RECORDS FOR THE EXERCISE:
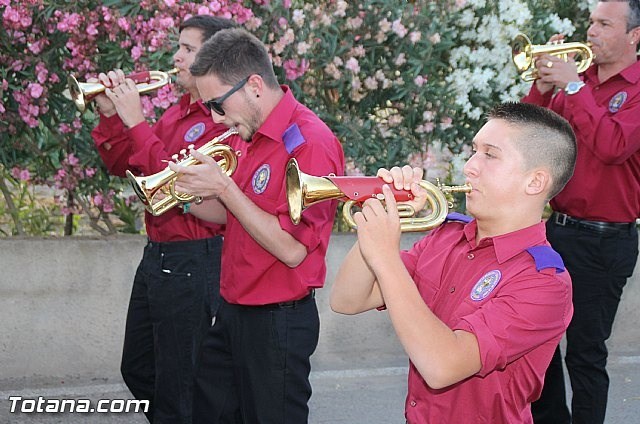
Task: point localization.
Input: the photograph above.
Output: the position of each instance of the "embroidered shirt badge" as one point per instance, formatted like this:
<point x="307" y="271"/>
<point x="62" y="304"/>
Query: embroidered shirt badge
<point x="617" y="101"/>
<point x="194" y="132"/>
<point x="485" y="285"/>
<point x="261" y="179"/>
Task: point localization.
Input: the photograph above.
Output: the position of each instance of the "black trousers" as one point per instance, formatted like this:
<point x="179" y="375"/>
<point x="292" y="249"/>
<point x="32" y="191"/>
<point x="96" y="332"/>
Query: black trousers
<point x="599" y="264"/>
<point x="176" y="292"/>
<point x="254" y="365"/>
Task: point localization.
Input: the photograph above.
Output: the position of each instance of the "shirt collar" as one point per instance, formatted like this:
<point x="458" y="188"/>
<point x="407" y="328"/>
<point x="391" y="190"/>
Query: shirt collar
<point x="186" y="107"/>
<point x="630" y="73"/>
<point x="506" y="246"/>
<point x="280" y="117"/>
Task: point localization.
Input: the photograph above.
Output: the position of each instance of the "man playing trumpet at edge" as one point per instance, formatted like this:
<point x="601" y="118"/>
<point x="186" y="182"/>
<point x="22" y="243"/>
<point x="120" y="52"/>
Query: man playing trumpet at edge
<point x="593" y="225"/>
<point x="479" y="305"/>
<point x="176" y="288"/>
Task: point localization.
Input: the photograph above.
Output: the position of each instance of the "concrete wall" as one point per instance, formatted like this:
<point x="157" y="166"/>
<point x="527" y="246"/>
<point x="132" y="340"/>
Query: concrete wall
<point x="63" y="304"/>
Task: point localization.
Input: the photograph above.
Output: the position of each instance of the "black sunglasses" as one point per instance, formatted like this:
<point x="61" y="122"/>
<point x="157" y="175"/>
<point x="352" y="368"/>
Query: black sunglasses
<point x="216" y="104"/>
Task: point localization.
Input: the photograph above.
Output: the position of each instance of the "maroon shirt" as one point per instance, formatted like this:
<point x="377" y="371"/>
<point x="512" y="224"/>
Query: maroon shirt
<point x="142" y="150"/>
<point x="606" y="119"/>
<point x="250" y="274"/>
<point x="516" y="303"/>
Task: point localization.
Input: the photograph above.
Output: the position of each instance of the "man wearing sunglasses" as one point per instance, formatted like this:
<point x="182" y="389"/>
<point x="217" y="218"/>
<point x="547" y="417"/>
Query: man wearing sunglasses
<point x="176" y="288"/>
<point x="254" y="363"/>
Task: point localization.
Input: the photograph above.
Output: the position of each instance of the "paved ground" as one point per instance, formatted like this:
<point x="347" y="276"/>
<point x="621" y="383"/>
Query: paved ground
<point x="369" y="394"/>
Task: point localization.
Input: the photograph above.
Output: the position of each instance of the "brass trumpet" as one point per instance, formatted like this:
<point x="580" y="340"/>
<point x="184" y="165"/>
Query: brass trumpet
<point x="523" y="54"/>
<point x="83" y="92"/>
<point x="305" y="190"/>
<point x="147" y="187"/>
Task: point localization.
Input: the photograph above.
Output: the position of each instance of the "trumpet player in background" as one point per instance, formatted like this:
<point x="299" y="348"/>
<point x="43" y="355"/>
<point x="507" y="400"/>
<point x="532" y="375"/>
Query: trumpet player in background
<point x="479" y="304"/>
<point x="176" y="288"/>
<point x="593" y="223"/>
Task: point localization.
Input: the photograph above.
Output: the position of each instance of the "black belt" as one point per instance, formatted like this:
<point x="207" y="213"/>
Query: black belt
<point x="199" y="245"/>
<point x="564" y="220"/>
<point x="289" y="304"/>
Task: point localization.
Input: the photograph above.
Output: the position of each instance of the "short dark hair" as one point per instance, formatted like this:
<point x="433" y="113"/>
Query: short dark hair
<point x="207" y="24"/>
<point x="234" y="54"/>
<point x="546" y="139"/>
<point x="633" y="20"/>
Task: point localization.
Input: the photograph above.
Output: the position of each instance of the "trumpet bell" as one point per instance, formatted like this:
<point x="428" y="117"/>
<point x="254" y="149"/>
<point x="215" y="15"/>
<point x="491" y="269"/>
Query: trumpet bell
<point x="148" y="188"/>
<point x="304" y="190"/>
<point x="81" y="93"/>
<point x="523" y="54"/>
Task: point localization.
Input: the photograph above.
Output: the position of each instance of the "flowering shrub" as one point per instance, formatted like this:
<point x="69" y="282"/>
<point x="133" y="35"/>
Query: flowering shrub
<point x="398" y="81"/>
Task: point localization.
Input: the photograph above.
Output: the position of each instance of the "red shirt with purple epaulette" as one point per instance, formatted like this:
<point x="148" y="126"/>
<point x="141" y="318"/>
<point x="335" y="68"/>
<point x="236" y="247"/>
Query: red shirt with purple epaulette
<point x="512" y="293"/>
<point x="144" y="149"/>
<point x="606" y="119"/>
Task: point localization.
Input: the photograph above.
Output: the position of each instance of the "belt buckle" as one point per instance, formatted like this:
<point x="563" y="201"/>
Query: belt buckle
<point x="561" y="219"/>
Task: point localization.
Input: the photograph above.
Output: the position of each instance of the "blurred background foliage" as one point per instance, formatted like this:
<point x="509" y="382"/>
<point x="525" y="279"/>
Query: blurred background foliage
<point x="397" y="81"/>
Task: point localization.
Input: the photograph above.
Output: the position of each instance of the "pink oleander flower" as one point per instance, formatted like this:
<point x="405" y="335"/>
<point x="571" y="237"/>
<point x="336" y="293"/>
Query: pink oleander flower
<point x="293" y="70"/>
<point x="72" y="159"/>
<point x="419" y="81"/>
<point x="352" y="65"/>
<point x="399" y="29"/>
<point x="35" y="90"/>
<point x="20" y="174"/>
<point x="385" y="25"/>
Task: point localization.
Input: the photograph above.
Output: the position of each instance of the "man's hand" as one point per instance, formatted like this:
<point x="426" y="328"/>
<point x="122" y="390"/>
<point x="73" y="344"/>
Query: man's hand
<point x="406" y="178"/>
<point x="378" y="229"/>
<point x="553" y="71"/>
<point x="205" y="179"/>
<point x="126" y="99"/>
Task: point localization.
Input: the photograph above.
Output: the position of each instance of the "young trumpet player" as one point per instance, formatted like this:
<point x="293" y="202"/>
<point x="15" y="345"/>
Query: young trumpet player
<point x="479" y="305"/>
<point x="175" y="292"/>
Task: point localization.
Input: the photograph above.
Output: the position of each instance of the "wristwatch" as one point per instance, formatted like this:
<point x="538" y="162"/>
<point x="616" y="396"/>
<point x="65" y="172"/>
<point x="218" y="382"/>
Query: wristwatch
<point x="573" y="87"/>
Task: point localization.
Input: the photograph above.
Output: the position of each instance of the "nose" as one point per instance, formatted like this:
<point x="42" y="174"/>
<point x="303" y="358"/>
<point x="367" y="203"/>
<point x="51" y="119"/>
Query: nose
<point x="177" y="57"/>
<point x="470" y="169"/>
<point x="218" y="119"/>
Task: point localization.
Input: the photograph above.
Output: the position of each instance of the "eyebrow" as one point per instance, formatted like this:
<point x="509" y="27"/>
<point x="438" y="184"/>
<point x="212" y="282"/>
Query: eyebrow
<point x="186" y="45"/>
<point x="486" y="145"/>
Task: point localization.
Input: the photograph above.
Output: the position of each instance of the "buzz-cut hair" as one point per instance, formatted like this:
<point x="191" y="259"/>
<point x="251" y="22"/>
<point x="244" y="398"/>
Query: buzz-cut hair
<point x="234" y="54"/>
<point x="546" y="139"/>
<point x="207" y="24"/>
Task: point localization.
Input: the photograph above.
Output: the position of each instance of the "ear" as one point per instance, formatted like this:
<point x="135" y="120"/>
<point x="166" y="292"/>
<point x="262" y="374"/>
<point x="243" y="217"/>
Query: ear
<point x="635" y="35"/>
<point x="539" y="182"/>
<point x="256" y="85"/>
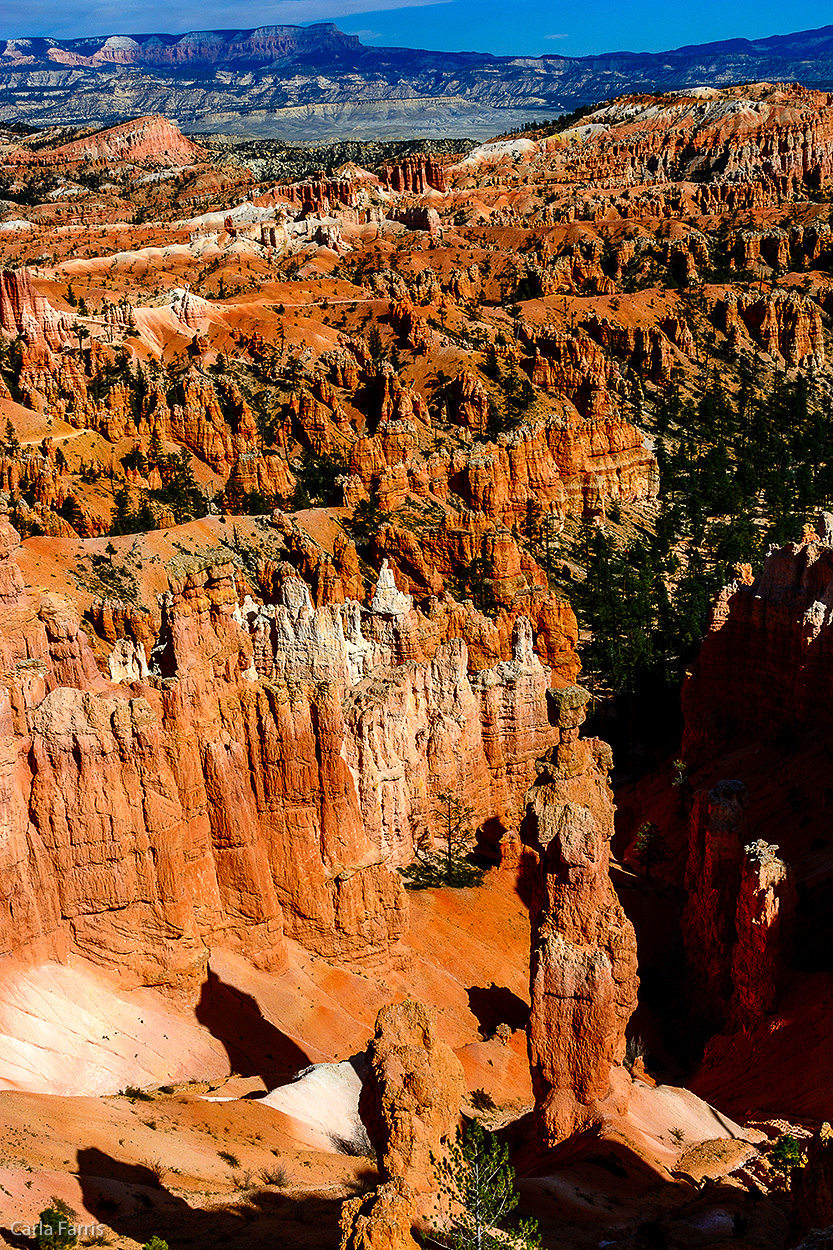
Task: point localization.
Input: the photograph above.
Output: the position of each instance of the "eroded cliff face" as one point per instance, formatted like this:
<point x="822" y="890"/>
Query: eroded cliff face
<point x="262" y="773"/>
<point x="583" y="974"/>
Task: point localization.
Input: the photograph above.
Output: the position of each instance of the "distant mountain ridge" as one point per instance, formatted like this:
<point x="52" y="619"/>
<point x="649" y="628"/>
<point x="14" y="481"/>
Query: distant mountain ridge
<point x="318" y="83"/>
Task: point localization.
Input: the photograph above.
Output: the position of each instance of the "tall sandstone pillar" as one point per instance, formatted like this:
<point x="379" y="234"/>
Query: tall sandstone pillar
<point x="583" y="968"/>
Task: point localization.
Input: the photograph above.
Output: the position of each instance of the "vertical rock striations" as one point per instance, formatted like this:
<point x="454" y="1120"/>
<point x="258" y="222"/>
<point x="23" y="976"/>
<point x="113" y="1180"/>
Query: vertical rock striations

WHAT THIS TASK INVOLVES:
Extract every line of the material above that contains the word "belt".

EXPECTED OUTPUT:
Output: the position of each instance of the "black belt" as one point per instance, formatted like this:
Query: black belt
Output: the position of each instance of the "belt buckle" as one point per instance, formatted like this:
Query: belt buckle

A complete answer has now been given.